*** Opening Records shown ***

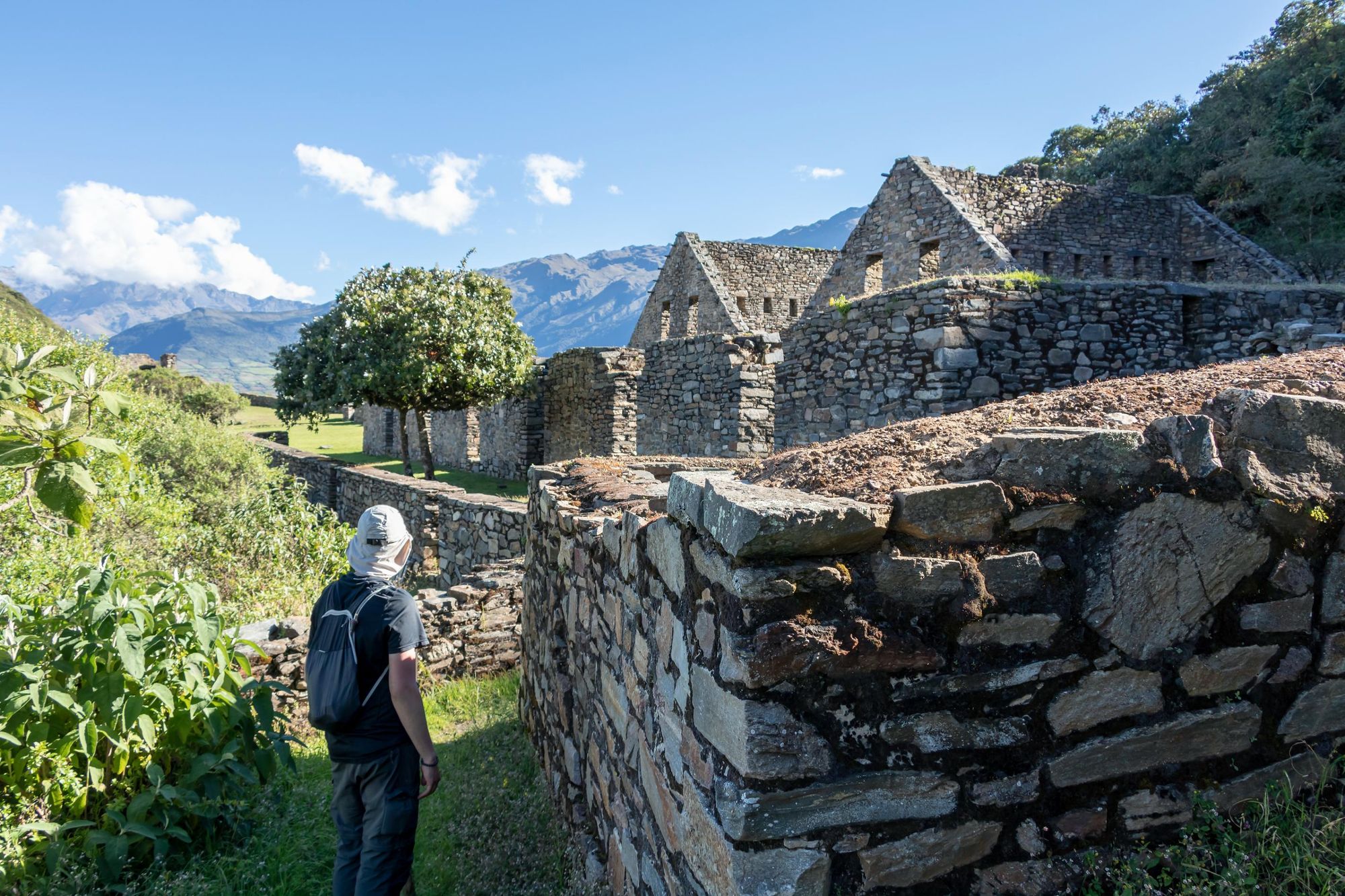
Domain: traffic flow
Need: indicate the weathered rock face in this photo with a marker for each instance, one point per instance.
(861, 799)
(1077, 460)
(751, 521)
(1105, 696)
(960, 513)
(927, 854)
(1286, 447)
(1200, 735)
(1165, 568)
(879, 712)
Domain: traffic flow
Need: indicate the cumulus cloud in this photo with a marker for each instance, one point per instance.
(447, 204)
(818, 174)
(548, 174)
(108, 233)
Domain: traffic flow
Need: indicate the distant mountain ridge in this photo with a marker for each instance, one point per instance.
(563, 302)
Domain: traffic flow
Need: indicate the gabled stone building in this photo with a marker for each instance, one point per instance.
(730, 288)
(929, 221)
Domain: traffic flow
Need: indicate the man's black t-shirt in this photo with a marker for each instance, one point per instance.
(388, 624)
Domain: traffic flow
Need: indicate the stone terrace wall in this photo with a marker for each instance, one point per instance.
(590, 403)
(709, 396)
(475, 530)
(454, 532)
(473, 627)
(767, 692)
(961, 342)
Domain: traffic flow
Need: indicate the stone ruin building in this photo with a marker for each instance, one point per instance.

*** Closing Records shown ***

* Problem statement *
The listing should be transcribed in full, exactly, and without its pictures.

* Answer to this problem *
Domain: traffic flow
Need: indicate the weathered rock face in this photo with a marker for each instance, one point per instance.
(861, 799)
(1077, 460)
(751, 521)
(1105, 696)
(960, 513)
(927, 854)
(1286, 447)
(1200, 735)
(1165, 568)
(879, 712)
Domain: traffic flow
Need: indicate the cumulus cloud in this photo with a marker for each instance, one point per instance.
(447, 204)
(818, 174)
(548, 174)
(108, 233)
Domain: traffic flow
Need: indicate the distant mountain ridge in this photo with a marker for each instance, one point per instance.
(563, 302)
Domain: traffic flow
Need: indicate the gabled stone building in this photo with a marker for each instance, one point per instance.
(730, 288)
(929, 221)
Domain: traffic flow
Need: indicate the man's black t-shirt in this photo with a marker for each instance, one point per instance.
(388, 624)
Domain: traffic flow
Need: indicate the stone terrace wall in this photo with a marker for each instance, one point per instance.
(590, 403)
(709, 396)
(475, 530)
(454, 532)
(473, 627)
(767, 692)
(961, 342)
Domain: traffic flow
Need: indicate the stone ruin building in this photo with a marker for each instance, one point per instance.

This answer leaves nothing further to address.